• [Task goal]: Copy the lines below verbatim, beginning with the line that includes "front wheel with" and continuing to the end; leave out everything before it.

──────────────────────────────

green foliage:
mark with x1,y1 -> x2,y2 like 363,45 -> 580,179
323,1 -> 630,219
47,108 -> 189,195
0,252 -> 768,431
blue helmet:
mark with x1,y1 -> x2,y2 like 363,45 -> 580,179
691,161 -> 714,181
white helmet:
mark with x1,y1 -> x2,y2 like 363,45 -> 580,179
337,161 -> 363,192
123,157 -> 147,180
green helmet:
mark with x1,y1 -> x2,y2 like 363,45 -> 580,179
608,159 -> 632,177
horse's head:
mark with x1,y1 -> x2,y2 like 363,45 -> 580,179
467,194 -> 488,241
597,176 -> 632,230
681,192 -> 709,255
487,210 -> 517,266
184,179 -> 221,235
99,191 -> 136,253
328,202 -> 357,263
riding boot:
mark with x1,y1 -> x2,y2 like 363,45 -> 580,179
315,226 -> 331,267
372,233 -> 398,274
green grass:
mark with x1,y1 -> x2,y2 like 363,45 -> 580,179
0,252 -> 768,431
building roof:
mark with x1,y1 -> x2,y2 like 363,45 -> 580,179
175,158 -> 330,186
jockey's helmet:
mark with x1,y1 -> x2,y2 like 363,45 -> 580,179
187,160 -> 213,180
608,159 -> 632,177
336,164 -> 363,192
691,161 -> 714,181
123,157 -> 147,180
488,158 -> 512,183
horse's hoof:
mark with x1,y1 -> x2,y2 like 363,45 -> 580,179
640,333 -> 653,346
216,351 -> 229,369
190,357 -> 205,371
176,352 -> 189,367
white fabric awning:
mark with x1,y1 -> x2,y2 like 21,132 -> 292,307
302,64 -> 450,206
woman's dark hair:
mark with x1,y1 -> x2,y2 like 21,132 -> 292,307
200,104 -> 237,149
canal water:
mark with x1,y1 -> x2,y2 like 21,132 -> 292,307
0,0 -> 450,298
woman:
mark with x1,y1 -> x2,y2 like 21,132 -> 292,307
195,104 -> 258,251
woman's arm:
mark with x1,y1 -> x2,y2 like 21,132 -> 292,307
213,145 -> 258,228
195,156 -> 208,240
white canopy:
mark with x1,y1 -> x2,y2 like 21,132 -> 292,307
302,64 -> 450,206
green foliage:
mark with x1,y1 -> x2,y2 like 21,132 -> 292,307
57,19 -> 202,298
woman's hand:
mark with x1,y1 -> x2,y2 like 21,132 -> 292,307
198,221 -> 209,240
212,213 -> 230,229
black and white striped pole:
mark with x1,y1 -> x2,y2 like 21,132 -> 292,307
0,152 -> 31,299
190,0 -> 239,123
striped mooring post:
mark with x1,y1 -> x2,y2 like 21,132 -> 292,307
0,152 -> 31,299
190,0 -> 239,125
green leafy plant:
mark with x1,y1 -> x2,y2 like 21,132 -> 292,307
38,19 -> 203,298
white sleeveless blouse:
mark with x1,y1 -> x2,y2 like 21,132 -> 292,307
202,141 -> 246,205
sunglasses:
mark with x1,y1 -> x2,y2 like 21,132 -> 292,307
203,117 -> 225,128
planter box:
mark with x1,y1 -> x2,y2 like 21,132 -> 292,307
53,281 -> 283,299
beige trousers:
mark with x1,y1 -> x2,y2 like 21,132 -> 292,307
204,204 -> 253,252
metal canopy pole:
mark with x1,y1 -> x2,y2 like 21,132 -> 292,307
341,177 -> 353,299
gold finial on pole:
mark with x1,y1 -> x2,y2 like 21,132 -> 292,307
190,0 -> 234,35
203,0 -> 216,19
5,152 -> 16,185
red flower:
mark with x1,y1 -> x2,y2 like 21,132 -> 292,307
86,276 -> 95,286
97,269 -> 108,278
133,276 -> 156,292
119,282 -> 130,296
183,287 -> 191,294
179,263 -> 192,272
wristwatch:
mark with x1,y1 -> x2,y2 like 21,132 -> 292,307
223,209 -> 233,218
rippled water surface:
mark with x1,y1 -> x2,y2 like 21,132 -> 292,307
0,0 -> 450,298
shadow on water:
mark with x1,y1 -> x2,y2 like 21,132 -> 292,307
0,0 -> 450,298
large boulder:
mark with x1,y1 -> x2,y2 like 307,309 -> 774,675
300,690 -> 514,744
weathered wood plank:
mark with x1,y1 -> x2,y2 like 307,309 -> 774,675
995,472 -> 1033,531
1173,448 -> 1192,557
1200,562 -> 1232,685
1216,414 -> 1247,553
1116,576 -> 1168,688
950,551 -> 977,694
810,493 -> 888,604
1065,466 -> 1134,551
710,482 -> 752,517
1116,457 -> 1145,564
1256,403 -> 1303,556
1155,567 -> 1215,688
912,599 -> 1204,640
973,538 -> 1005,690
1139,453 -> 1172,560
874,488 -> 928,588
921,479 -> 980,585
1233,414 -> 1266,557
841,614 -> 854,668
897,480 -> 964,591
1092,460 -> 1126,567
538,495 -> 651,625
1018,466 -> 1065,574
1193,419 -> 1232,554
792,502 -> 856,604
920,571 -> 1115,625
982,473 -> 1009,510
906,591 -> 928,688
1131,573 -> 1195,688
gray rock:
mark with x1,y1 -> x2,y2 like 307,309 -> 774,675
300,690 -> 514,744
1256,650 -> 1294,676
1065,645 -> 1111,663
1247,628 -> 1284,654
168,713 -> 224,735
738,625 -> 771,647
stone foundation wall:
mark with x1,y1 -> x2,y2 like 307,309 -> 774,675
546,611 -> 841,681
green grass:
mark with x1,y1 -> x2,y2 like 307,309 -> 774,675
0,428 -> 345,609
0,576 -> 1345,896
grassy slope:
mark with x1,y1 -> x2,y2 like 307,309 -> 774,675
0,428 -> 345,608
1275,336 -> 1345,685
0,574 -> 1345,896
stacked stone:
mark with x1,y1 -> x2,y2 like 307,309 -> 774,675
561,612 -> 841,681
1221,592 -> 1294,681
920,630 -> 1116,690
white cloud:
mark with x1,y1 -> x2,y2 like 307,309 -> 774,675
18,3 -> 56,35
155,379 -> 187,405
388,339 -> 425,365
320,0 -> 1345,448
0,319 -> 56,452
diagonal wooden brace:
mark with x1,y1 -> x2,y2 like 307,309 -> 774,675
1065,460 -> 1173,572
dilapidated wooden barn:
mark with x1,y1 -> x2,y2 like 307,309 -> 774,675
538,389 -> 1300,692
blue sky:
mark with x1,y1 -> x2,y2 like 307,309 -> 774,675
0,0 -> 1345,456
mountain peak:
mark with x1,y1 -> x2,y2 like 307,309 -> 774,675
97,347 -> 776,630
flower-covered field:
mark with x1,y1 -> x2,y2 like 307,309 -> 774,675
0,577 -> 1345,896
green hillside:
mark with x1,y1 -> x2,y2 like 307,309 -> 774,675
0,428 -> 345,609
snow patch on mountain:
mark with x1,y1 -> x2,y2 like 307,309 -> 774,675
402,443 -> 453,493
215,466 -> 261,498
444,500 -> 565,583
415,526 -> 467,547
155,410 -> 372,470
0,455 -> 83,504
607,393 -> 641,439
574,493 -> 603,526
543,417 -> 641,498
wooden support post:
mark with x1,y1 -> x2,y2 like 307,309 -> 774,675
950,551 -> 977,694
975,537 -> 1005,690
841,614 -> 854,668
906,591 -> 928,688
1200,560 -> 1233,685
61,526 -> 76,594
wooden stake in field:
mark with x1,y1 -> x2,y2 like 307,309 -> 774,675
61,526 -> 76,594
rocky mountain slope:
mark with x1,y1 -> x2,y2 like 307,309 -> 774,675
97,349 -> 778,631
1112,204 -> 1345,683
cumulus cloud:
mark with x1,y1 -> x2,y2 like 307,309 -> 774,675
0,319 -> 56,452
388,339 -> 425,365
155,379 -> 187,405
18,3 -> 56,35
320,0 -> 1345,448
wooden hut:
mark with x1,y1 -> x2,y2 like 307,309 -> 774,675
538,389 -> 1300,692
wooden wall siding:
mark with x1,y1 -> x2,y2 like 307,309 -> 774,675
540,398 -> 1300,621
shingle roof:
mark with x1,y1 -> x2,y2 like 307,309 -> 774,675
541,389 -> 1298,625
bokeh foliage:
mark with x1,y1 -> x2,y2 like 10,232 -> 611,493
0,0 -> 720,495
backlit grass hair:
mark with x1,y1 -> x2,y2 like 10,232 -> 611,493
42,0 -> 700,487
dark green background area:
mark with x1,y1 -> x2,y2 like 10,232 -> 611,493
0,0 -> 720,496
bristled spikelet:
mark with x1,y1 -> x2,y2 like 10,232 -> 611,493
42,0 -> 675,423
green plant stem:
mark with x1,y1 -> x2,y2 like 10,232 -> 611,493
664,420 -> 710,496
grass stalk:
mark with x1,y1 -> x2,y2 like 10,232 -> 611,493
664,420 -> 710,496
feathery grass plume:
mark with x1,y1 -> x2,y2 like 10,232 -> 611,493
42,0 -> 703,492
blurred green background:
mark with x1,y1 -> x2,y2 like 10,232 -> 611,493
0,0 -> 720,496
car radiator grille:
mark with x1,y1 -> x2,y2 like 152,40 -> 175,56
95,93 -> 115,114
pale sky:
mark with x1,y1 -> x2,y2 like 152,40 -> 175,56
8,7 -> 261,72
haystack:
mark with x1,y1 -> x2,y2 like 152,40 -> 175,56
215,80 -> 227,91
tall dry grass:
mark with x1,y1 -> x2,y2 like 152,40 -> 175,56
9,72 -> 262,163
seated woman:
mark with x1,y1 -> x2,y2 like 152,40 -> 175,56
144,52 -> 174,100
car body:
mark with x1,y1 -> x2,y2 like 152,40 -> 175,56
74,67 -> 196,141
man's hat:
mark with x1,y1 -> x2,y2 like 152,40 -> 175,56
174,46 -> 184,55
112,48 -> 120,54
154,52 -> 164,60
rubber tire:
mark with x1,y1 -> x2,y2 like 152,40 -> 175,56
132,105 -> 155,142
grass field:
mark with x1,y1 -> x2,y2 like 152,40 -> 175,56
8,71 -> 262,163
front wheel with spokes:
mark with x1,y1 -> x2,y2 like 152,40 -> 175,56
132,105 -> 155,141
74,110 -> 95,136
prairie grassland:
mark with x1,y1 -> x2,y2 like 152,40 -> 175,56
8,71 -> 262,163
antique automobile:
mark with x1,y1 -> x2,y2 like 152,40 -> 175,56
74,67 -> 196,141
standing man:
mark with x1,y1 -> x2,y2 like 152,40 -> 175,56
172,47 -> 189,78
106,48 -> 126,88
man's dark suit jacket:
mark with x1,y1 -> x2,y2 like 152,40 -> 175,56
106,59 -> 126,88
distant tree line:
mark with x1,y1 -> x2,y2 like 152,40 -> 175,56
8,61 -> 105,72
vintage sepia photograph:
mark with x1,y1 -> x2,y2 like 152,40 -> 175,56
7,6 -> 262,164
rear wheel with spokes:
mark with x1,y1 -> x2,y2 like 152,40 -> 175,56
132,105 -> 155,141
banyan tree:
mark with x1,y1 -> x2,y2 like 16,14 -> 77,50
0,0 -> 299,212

──────────────────────────────

• [Output]:
front wheel with spokes:
mark with x1,y1 -> x2,y2 like 152,40 -> 175,56
132,105 -> 155,141
74,110 -> 95,136
prairie grassland:
mark with x1,y1 -> x2,y2 like 152,40 -> 175,56
8,71 -> 262,163
antique automobile:
mark with x1,y1 -> x2,y2 like 152,40 -> 175,56
74,67 -> 196,141
standing man:
mark with x1,y1 -> x2,y2 like 152,40 -> 175,56
172,47 -> 189,78
106,48 -> 126,88
man's dark suit jacket:
mark with x1,y1 -> x2,y2 like 152,40 -> 175,56
106,59 -> 126,88
distant tree line:
mark with x1,y1 -> x2,y2 like 152,40 -> 175,56
8,61 -> 105,72
vintage sepia photograph:
mark with x1,y1 -> x2,y2 like 152,40 -> 175,56
7,6 -> 262,164
rear wheel with spokes:
mark with x1,y1 -> x2,y2 like 152,40 -> 175,56
132,105 -> 155,141
banyan tree:
mark with x1,y1 -> x2,y2 like 16,14 -> 77,50
0,0 -> 299,212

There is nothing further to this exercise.